Apart from the images, repeat the data below exactly as written.

_Supplied data_:
--------
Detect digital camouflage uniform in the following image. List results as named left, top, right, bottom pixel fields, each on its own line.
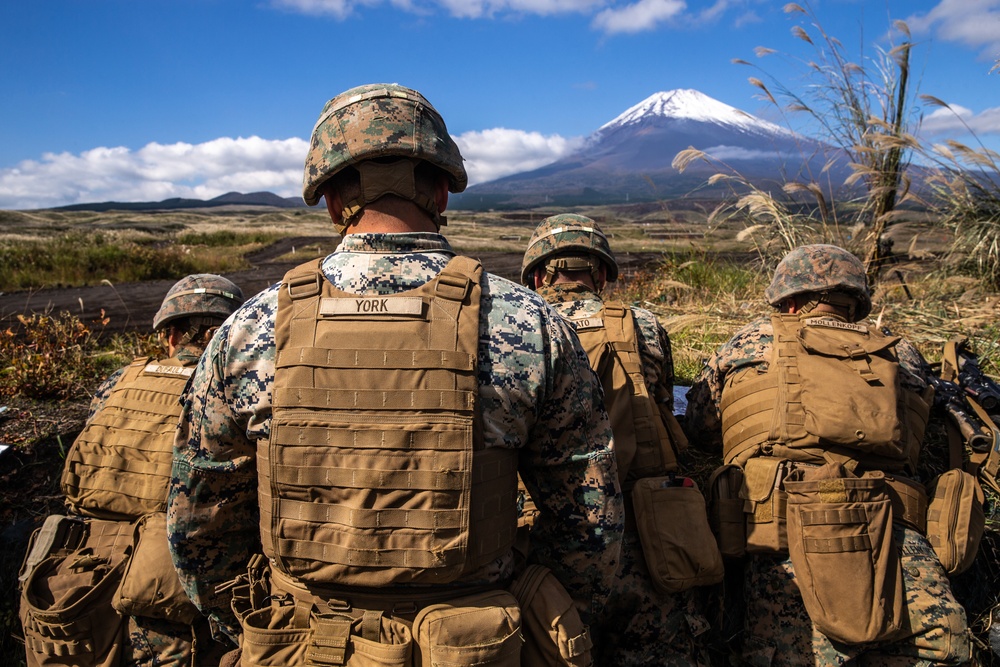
left=166, top=232, right=624, bottom=644
left=685, top=245, right=971, bottom=666
left=523, top=213, right=710, bottom=666
left=539, top=281, right=711, bottom=667
left=21, top=275, right=243, bottom=667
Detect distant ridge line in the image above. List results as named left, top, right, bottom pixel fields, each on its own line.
left=51, top=191, right=309, bottom=212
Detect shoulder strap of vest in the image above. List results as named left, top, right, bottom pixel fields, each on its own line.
left=433, top=255, right=482, bottom=303
left=284, top=258, right=325, bottom=301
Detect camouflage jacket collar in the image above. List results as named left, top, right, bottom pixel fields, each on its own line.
left=535, top=282, right=602, bottom=305
left=336, top=232, right=457, bottom=255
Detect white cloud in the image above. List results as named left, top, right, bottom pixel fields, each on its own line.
left=922, top=104, right=1000, bottom=135
left=907, top=0, right=1000, bottom=58
left=701, top=145, right=784, bottom=161
left=0, top=129, right=583, bottom=209
left=0, top=137, right=308, bottom=210
left=270, top=0, right=746, bottom=34
left=454, top=128, right=585, bottom=184
left=591, top=0, right=686, bottom=35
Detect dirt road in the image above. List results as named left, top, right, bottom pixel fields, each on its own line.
left=0, top=237, right=666, bottom=334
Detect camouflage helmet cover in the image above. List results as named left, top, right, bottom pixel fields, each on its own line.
left=152, top=274, right=245, bottom=331
left=302, top=83, right=468, bottom=206
left=764, top=244, right=872, bottom=319
left=520, top=214, right=619, bottom=287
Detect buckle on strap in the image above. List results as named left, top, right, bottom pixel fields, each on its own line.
left=434, top=272, right=472, bottom=302
left=287, top=264, right=323, bottom=300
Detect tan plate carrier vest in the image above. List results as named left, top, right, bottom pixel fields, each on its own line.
left=720, top=314, right=932, bottom=472
left=266, top=256, right=518, bottom=589
left=569, top=303, right=685, bottom=488
left=61, top=357, right=195, bottom=520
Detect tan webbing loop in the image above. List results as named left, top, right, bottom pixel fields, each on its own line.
left=361, top=610, right=383, bottom=643
left=802, top=534, right=873, bottom=553
left=286, top=259, right=324, bottom=300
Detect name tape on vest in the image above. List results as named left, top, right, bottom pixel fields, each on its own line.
left=804, top=318, right=869, bottom=334
left=319, top=297, right=423, bottom=317
left=143, top=364, right=195, bottom=378
left=571, top=316, right=604, bottom=331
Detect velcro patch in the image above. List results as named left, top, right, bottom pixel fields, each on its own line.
left=571, top=316, right=604, bottom=331
left=804, top=318, right=868, bottom=334
left=319, top=297, right=423, bottom=316
left=143, top=364, right=195, bottom=378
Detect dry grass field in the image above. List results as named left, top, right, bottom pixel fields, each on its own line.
left=2, top=203, right=1000, bottom=663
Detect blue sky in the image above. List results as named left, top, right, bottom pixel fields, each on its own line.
left=1, top=0, right=998, bottom=210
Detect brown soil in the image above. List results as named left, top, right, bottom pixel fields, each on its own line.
left=0, top=237, right=666, bottom=336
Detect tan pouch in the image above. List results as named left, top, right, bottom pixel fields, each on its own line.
left=113, top=512, right=199, bottom=625
left=741, top=457, right=788, bottom=554
left=708, top=465, right=746, bottom=558
left=784, top=463, right=903, bottom=645
left=509, top=564, right=592, bottom=667
left=926, top=469, right=985, bottom=575
left=239, top=605, right=310, bottom=667
left=20, top=552, right=128, bottom=667
left=412, top=589, right=521, bottom=667
left=632, top=476, right=724, bottom=593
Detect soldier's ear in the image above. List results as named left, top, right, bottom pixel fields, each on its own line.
left=323, top=185, right=344, bottom=222
left=435, top=174, right=449, bottom=214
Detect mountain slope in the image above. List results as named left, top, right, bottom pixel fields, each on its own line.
left=453, top=89, right=845, bottom=209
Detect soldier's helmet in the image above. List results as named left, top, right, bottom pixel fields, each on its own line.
left=520, top=214, right=619, bottom=286
left=764, top=244, right=872, bottom=320
left=152, top=274, right=245, bottom=331
left=302, top=83, right=467, bottom=207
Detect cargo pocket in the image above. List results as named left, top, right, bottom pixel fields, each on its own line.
left=113, top=512, right=199, bottom=625
left=742, top=457, right=788, bottom=554
left=784, top=462, right=903, bottom=645
left=926, top=468, right=985, bottom=575
left=632, top=476, right=724, bottom=593
left=509, top=564, right=592, bottom=667
left=20, top=551, right=127, bottom=667
left=412, top=589, right=521, bottom=667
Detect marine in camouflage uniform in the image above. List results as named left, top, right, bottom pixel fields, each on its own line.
left=166, top=84, right=623, bottom=651
left=522, top=214, right=710, bottom=666
left=29, top=275, right=243, bottom=667
left=685, top=245, right=971, bottom=666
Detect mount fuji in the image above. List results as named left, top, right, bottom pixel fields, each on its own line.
left=453, top=89, right=846, bottom=209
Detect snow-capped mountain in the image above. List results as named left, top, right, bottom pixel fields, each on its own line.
left=454, top=89, right=843, bottom=209
left=596, top=89, right=793, bottom=138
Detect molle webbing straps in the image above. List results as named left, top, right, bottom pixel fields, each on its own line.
left=61, top=357, right=194, bottom=521
left=721, top=315, right=919, bottom=471
left=267, top=256, right=518, bottom=588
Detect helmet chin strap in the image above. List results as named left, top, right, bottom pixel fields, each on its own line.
left=337, top=159, right=444, bottom=234
left=542, top=256, right=603, bottom=287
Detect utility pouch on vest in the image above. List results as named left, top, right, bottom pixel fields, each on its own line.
left=631, top=476, right=724, bottom=593
left=509, top=564, right=592, bottom=667
left=926, top=469, right=985, bottom=575
left=412, top=589, right=522, bottom=667
left=707, top=465, right=746, bottom=558
left=19, top=515, right=87, bottom=587
left=742, top=457, right=789, bottom=554
left=237, top=601, right=414, bottom=667
left=19, top=519, right=131, bottom=667
left=113, top=512, right=199, bottom=625
left=784, top=463, right=904, bottom=645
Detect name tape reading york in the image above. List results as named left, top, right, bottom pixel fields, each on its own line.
left=320, top=297, right=424, bottom=316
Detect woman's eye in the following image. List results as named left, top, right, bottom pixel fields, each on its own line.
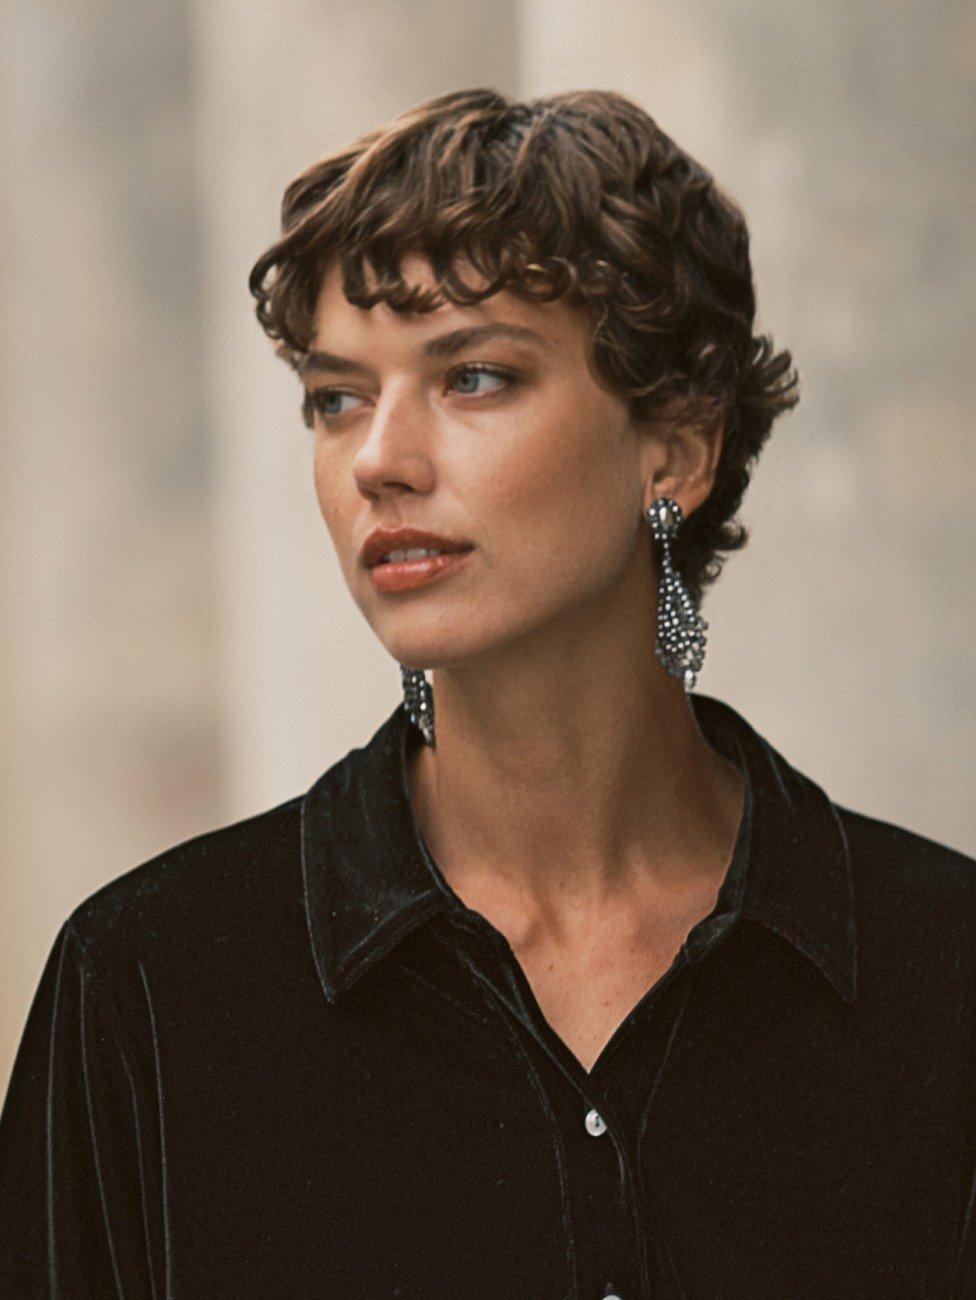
--------
_The completed task_:
Detect digital camouflage uniform in the following image. List results as named left, top, right, bottom pixel fields, each on its own line.
left=166, top=232, right=624, bottom=644
left=685, top=245, right=971, bottom=666
left=523, top=213, right=710, bottom=666
left=539, top=281, right=711, bottom=667
left=21, top=275, right=243, bottom=667
Detect distant ridge line in the image above. List results as named left, top, right, bottom pixel fields, each on its own line.
left=51, top=191, right=309, bottom=212
Detect shoulder strap of vest in the image above. List results as named left, top, right, bottom pixel fields, each on its own line.
left=433, top=255, right=482, bottom=303
left=284, top=258, right=325, bottom=301
Detect camouflage jacket collar in the image above. List results as named left, top, right, bottom pixel fields, each on its own line.
left=535, top=282, right=602, bottom=305
left=336, top=232, right=457, bottom=255
Detect white cloud in the image above. List results as named left, top, right, bottom pixel fields, each on its own line.
left=922, top=104, right=1000, bottom=135
left=907, top=0, right=1000, bottom=58
left=701, top=145, right=784, bottom=161
left=0, top=129, right=583, bottom=209
left=0, top=137, right=308, bottom=210
left=270, top=0, right=746, bottom=34
left=454, top=128, right=585, bottom=184
left=591, top=0, right=686, bottom=35
Detect dirt road in the image above. List results as named left, top, right, bottom pixel fields, each on its own line.
left=0, top=237, right=666, bottom=334
Detect camouflage helmet cover in the image above. List results as named left, top, right, bottom pixel fields, each on its own line.
left=152, top=274, right=245, bottom=331
left=302, top=83, right=468, bottom=206
left=764, top=244, right=872, bottom=319
left=520, top=214, right=619, bottom=287
Detect buckle on strap in the image above. List results as named left, top, right, bottom pixel fields, each on its own line.
left=434, top=272, right=472, bottom=302
left=287, top=264, right=323, bottom=300
Detect tan plate carrier vest in the image above. List results as named left, top, right, bottom pixel fields, each on its own line.
left=720, top=314, right=932, bottom=472
left=266, top=256, right=518, bottom=589
left=569, top=303, right=685, bottom=488
left=61, top=357, right=195, bottom=520
Detect tan webbing loop in the image above. List results as named left, top, right, bottom pixel fields, each on its own line.
left=361, top=610, right=383, bottom=643
left=802, top=534, right=873, bottom=553
left=286, top=259, right=324, bottom=300
Detect name tape on vest in the image above. List results as named left, top, right, bottom pixel fields, each on its own line.
left=804, top=318, right=869, bottom=334
left=319, top=297, right=423, bottom=317
left=143, top=364, right=195, bottom=378
left=571, top=316, right=604, bottom=331
Detect velcro patch in the image above. List results as named left, top, right, bottom pixel fields, each on its own line.
left=571, top=316, right=604, bottom=331
left=804, top=318, right=868, bottom=334
left=319, top=297, right=423, bottom=316
left=143, top=364, right=195, bottom=378
Detect dry grass field in the image above. List results as named left, top, right, bottom pixel fields, each on its own line.
left=2, top=203, right=1000, bottom=663
Detect blue sky in the image above. List results as named left, top, right, bottom pixel fields, each on its own line.
left=1, top=0, right=998, bottom=210
Detect brown soil in the image above. List results as named left, top, right, bottom pixel fields, each on its own line.
left=0, top=237, right=666, bottom=336
Detect tan pouch in the image above. List results as named left, top, right, bottom pixel fields, each on its own line.
left=113, top=512, right=199, bottom=625
left=741, top=457, right=788, bottom=554
left=708, top=465, right=746, bottom=558
left=784, top=463, right=903, bottom=645
left=509, top=564, right=592, bottom=667
left=926, top=469, right=985, bottom=575
left=239, top=605, right=310, bottom=667
left=20, top=552, right=128, bottom=667
left=412, top=589, right=521, bottom=667
left=632, top=476, right=724, bottom=593
Detect soldier's ear in the image above. List results as named left, top, right, bottom pixel fields, each on its own line.
left=323, top=185, right=344, bottom=222
left=435, top=174, right=449, bottom=214
Detect mountain slope in the image above. List results as named left, top, right, bottom pixel fields, each on its own line.
left=453, top=89, right=845, bottom=209
Detect soldier's helmet in the image above. List results as named left, top, right, bottom pixel fields, each on its own line.
left=520, top=214, right=619, bottom=286
left=764, top=244, right=872, bottom=320
left=152, top=274, right=245, bottom=331
left=302, top=83, right=467, bottom=207
Detect cargo pocket in the image above. List results as named left, top, right, bottom pixel fields, each on its own line.
left=113, top=512, right=199, bottom=625
left=742, top=457, right=788, bottom=554
left=784, top=462, right=903, bottom=645
left=926, top=468, right=985, bottom=575
left=632, top=476, right=724, bottom=593
left=509, top=564, right=592, bottom=667
left=20, top=551, right=127, bottom=667
left=412, top=589, right=521, bottom=667
Detect marine in camouflage uniform in the image above. List results as named left, top, right, bottom pixel fields, each on its own line.
left=166, top=84, right=623, bottom=651
left=522, top=214, right=710, bottom=666
left=29, top=275, right=243, bottom=667
left=685, top=245, right=971, bottom=666
Detect mount fuji in the image above. List results as named left, top, right, bottom pixel fields, each on its own line.
left=453, top=89, right=846, bottom=209
Detect snow-capped mountain in the image above. List results as named left, top, right, bottom pixel fields, each on its own line.
left=454, top=89, right=843, bottom=209
left=596, top=89, right=793, bottom=138
Detect molle webbing straps in the image above. List results as named left, top, right, bottom pixel fields, each on its own line.
left=61, top=357, right=194, bottom=521
left=721, top=315, right=919, bottom=471
left=267, top=256, right=518, bottom=588
Detect helmet chin strap in the image above. List results as named left, top, right, bottom pixel fields, each on its own line.
left=337, top=159, right=444, bottom=234
left=542, top=256, right=603, bottom=287
Detect utility pouch on vest in the image above. List results as named left, top, right, bottom pixel fields, each on its own line.
left=631, top=476, right=724, bottom=593
left=509, top=564, right=592, bottom=667
left=926, top=469, right=985, bottom=575
left=412, top=589, right=522, bottom=667
left=707, top=465, right=746, bottom=558
left=19, top=515, right=87, bottom=587
left=742, top=457, right=789, bottom=554
left=237, top=601, right=414, bottom=667
left=19, top=519, right=131, bottom=667
left=113, top=512, right=199, bottom=625
left=784, top=463, right=904, bottom=645
Detect name tape reading york in the image above. List results as named left, top, right, bottom pixel fields, each on its own line.
left=320, top=297, right=424, bottom=316
Detect woman's eye in the following image. List results as named left, top, right, bottom pixel fields, each on its own line.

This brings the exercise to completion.